WHAT YOU WILL DO:
1 - Return every line of the listing that contains the word "airplane".
2 - Extend the post about the sewer clean-out trap filling with ground water, starting right after its final sentence.

EXCERPT PROVIDED:

──────────────────────────────

Unlike Alec, we had major work / renovations done recently, notably replacing the sewer drain under house, that included digging and building a new, larger and deeper concrete trap around the clean-out for the sewer. The sewer line runs great, no worries about other issues (it was replaced because the iron pipe was 60 years old and rusted through). However, since replacement, the trap regularly fills up with ground water - usually to about 6" before I have to clear it out (the trap is over 2' deep - though it hasn't yet caused any big issues for our newly finished basement. We also have a hole and sump pump about 20 feet away in a furnance / utility room that has never overflowed in the time spent in the house (over 5 years) nor does it regularly run to my knowledge.

──────────────────────────────

DATA TO PROCESS:
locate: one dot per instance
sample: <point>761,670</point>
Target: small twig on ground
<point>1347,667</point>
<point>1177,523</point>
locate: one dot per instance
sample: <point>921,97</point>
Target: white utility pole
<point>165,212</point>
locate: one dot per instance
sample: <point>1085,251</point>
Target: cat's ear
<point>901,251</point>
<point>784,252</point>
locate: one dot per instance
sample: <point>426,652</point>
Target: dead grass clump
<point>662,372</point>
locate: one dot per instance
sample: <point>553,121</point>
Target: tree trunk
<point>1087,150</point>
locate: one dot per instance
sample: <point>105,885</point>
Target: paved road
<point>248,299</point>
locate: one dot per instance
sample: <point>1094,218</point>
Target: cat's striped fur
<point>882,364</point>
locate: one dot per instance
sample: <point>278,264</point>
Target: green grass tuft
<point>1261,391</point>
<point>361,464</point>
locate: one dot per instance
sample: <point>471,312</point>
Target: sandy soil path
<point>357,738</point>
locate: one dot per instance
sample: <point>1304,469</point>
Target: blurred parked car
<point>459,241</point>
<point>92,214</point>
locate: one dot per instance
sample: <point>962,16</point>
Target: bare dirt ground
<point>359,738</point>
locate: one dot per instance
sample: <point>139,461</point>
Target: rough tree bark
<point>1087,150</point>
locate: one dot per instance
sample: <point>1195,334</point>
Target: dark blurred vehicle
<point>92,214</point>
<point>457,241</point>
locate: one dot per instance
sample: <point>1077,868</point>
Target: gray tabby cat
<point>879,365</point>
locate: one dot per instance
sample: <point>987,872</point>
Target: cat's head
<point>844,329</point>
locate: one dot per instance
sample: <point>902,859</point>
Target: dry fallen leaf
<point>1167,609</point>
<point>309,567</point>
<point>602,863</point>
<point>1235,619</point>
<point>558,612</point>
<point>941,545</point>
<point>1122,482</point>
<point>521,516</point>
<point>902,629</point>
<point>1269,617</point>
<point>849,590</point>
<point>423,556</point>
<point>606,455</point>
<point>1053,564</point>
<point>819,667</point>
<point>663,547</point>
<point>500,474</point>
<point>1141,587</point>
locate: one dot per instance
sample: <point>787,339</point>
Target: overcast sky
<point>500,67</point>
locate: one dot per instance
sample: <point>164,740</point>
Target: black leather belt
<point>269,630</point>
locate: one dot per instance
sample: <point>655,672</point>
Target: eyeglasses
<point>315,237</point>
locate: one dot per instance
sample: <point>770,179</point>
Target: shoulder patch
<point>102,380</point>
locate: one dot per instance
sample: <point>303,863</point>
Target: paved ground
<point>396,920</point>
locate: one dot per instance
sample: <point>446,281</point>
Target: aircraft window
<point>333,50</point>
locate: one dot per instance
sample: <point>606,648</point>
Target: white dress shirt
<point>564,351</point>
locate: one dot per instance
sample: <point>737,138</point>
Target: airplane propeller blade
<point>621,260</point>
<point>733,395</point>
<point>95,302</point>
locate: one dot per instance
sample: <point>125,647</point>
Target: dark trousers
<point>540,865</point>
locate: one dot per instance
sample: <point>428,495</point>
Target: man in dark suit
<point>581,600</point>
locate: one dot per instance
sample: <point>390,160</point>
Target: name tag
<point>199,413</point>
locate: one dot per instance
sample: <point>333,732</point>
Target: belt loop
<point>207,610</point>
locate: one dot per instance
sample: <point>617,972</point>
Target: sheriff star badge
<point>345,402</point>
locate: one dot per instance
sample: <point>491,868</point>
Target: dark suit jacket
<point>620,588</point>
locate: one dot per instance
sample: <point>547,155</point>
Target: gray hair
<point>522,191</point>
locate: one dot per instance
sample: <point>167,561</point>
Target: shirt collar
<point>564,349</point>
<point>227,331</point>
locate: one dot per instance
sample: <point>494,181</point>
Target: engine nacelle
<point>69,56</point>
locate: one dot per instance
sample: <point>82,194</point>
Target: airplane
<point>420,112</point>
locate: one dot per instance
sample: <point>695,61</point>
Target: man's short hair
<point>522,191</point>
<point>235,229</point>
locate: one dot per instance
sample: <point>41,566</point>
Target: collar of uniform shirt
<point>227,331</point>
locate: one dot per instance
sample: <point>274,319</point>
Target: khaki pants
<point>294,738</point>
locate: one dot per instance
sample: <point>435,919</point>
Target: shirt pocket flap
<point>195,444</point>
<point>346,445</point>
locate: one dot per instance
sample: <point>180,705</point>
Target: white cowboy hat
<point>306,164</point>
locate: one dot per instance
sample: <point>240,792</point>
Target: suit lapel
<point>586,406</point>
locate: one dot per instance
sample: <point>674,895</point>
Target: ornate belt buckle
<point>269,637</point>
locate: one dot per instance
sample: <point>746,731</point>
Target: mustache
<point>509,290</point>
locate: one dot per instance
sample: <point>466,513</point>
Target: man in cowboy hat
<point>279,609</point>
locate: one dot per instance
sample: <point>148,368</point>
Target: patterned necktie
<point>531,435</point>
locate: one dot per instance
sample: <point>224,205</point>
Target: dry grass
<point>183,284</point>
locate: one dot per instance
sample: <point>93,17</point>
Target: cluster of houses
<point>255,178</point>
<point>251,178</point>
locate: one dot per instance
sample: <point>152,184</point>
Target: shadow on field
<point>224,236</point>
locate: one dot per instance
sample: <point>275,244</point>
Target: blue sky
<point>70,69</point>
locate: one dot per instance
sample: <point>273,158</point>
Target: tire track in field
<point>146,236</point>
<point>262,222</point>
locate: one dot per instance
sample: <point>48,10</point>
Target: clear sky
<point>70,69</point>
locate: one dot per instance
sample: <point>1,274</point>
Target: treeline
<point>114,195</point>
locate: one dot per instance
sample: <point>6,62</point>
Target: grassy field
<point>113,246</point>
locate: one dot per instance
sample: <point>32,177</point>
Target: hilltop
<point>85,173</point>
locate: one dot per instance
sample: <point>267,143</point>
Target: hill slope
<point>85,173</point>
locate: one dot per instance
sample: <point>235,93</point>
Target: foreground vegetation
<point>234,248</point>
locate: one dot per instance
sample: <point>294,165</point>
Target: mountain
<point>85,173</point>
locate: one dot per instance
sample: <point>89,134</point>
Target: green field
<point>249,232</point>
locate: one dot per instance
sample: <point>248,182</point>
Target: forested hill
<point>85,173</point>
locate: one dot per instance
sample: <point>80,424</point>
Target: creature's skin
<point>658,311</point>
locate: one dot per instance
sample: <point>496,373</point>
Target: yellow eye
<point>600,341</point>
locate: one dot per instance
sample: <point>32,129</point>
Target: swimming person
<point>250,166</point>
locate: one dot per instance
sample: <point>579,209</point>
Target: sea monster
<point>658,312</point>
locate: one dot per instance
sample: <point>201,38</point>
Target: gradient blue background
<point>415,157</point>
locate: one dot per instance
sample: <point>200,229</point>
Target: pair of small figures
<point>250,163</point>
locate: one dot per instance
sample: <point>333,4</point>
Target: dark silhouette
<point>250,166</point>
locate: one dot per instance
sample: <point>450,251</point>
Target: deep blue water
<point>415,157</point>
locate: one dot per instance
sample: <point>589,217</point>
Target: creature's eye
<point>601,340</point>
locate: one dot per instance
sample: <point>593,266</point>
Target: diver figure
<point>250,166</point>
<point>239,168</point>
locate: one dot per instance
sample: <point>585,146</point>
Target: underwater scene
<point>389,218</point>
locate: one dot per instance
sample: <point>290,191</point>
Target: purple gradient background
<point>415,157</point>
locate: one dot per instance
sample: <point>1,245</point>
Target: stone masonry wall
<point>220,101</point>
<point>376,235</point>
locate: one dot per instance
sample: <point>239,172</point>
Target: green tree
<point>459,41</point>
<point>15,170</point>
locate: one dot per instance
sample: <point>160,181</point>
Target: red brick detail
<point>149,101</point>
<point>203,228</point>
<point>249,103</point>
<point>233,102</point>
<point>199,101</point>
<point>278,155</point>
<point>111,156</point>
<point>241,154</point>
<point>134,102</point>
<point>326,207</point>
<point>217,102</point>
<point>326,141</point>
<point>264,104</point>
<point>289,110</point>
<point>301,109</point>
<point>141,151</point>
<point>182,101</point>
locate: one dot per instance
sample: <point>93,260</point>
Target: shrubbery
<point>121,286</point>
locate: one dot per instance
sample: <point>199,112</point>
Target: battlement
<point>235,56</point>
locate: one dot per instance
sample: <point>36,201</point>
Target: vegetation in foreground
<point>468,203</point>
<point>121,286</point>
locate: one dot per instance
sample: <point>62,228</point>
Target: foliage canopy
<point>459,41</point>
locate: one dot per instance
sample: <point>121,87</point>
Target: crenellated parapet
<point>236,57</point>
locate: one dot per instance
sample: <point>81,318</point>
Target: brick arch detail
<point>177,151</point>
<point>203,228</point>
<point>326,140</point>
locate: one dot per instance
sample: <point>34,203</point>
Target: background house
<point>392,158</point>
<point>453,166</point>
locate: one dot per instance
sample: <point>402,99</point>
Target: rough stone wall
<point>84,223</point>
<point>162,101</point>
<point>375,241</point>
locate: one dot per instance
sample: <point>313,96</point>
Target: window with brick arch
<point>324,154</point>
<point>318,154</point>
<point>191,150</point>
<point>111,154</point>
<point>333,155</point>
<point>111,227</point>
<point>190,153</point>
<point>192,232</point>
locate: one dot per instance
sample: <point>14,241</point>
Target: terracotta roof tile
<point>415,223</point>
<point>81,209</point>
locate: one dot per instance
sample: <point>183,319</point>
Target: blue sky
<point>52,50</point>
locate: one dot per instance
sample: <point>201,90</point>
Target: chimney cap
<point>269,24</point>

──────────────────────────────

EXPECTED ANSWERS:
1 -
Target: airplane propeller blade
Target: airplane

2 -
So, I have two issues. First, where is the water coming from? We live in a relatively dry climate (Midwest), but are at the low point of our street, so this could be naturally flowing, clear groundwater. Second, and like Alec, the pit is lower than the existing sump pump hole, so understand the water accumulating, but not why it rises so quickly. Of note, I usually have had to empty it out weekly. I really don't want to put a sump pump in the pit / trap that sits in the middle of our living room and am considering running my sump pump lower to have it remove or reduce water now making its way into the trap. Also, I had thought of sealing the concrete trap, but worry that the water will just find another place and be unchecked until a problem arises. Otherwise, I am out of ideas right now. 
Any thoughts would be greatly appreciated. Thanks!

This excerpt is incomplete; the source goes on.